* ИСХОДНЫЙ ТЕКСТ *
В 1936 году в Ноттингеме чемпион СССР Ботвинник впервые встретился лицом к лицу с Алехиным, ненадолго уступившим к тому времени Эйве звание чемпиона мира. Партия между ними продолжалась всего 20 ходов. Ничья. Но какая!
В сицилианской защите Алехин применил очень острое продолжение, по-видимому заготовленное дома, хотя впоследствии он утверждал, что нашел весь вариант за доской. Ботвинник попал в психологически довольно сложное положение. Как быть: уклониться от предложенной полемики или смело пойти навстречу партнеру по дороге, которую тот, скорей всего, досконально изучил? Весь вид Алехина говорил, что исход борьбы сомнений у него не вызывает: ходы он делал молниеносно и сразу поднимался из-за столика. Все же Ботвинник принял вызов: и в молодости он не испытывал робости перед авторитетами, а своим дебютным схемам доверял.
Позиция создалась сложная, алехинский ход действительно выглядел очень сильно, но Ботвинник нашел выход, да не просто выход, а красивую жертву двух фигур, форсированно приводящую к ничьей. Партия обошла мировую печать. И результат борьбы вполне закономерен: защита оказалась на уровне атаки.
А вот другая партия — из турнира претендентов 1953 года. Ефим Геллер, восходящая в то время звезда, встречался с опытным венгерским гроссмейстером Ласло Сабо. Поединок протекал остро, оба соперника затратили много времени на обдумывание ходов. В обоюдном цейтноте Сабо показалось, что позиция повторилась трижды, и он попросил судей зафиксировать ничью. Геллер энергично возражал, и судьи подтвердили, что он прав — троекратного повторения не было. Только тогда Геллер обратил внимание на саму позицию и спросил своего секунданта: «А сумею ли я здесь сделать ничью?»
Положение его в этот момент было очень сомнительным. Ничью Геллер все-таки сделал, хотя и с большим трудом. Но кого может оставить равнодушным столь безоглядное стремление к борьбе!
Еще один эпизод. Московский международный турнир 1981 года, партия Toppe — Карпов. В защите Каро-Канн чемпион мира быстро уравнял шансы, а затем, создав в позиции белых многочисленные слабости, стал перестраивать фигуры для решающего вторжения. Мало кто из сидящих в зале сомневался в том, что очередное очко Карпову гарантировано. Однако упорный филиппинец, несмотря на цейтнот, до поры успешно отражал угрозы. И перед самым откладыванием случилось непредвиденное: Карпов, имевший в запасе 18 минут, неожиданно поторопился, и позиция его стала стремительно ухудшаться. Теперь уже чемпион мира продемонстрировал упорство и находчивость в защите, найдя буквально этюдный путь к ничьей. Разве такая ничейная партия не стоит многих выигранных?

* ИСХОДНЫЕ ДАННЫЕ *
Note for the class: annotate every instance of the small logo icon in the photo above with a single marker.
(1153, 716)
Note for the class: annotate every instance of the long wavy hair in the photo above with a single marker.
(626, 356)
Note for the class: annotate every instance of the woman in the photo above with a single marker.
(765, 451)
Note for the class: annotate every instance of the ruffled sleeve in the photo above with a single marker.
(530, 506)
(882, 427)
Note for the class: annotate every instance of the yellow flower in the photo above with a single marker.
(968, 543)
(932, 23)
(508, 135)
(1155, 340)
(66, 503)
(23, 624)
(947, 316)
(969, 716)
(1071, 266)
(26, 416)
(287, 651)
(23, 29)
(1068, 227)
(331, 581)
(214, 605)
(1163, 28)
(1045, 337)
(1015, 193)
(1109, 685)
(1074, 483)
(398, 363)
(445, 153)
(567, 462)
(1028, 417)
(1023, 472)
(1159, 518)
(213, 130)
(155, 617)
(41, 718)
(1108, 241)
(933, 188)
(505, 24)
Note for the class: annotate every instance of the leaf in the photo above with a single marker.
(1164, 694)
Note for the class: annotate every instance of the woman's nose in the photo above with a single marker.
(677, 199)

* ЗАДАНИЯ *
**a.** Приведите дословно фрагмент исходного текста от слов «Еще один эпизод.» до слов «стоит многих выигранных?» включительно.
**b.** Перепечатайте без изменений только ту часть записей, которая начинается со строки со словами «Note for the class: annotate every instance of the long» и продолжается до конца записей включительно.

* ОТВЕТЫ *
**a.**
Еще один эпизод. Московский международный турнир 1981 года, партия Toppe — Карпов. В защите Каро-Канн чемпион мира быстро уравнял шансы, а затем, создав в позиции белых многочисленные слабости, стал перестраивать фигуры для решающего вторжения. Мало кто из сидящих в зале сомневался в том, что очередное очко Карпову гарантировано. Однако упорный филиппинец, несмотря на цейтнот, до поры успешно отражал угрозы. И перед самым откладыванием случилось непредвиденное: Карпов, имевший в запасе 18 минут, неожиданно поторопился, и позиция его стала стремительно ухудшаться. Теперь уже чемпион мира продемонстрировал упорство и находчивость в защите, найдя буквально этюдный путь к ничьей. Разве такая ничейная партия не стоит многих выигранных?

**b.**
Note for the class: annotate every instance of the long wavy hair in the photo above with a single marker.
(626, 356)
Note for the class: annotate every instance of the woman in the photo above with a single marker.
(765, 451)
Note for the class: annotate every instance of the ruffled sleeve in the photo above with a single marker.
(530, 506)
(882, 427)
Note for the class: annotate every instance of the yellow flower in the photo above with a single marker.
(968, 543)
(932, 23)
(508, 135)
(1155, 340)
(66, 503)
(23, 624)
(947, 316)
(969, 716)
(1071, 266)
(26, 416)
(287, 651)
(23, 29)
(1068, 227)
(331, 581)
(214, 605)
(1163, 28)
(1045, 337)
(1015, 193)
(1109, 685)
(1074, 483)
(398, 363)
(445, 153)
(567, 462)
(1028, 417)
(1023, 472)
(1159, 518)
(213, 130)
(155, 617)
(41, 718)
(1108, 241)
(933, 188)
(505, 24)
Note for the class: annotate every instance of the leaf in the photo above with a single marker.
(1164, 694)
Note for the class: annotate every instance of the woman's nose in the photo above with a single marker.
(677, 199)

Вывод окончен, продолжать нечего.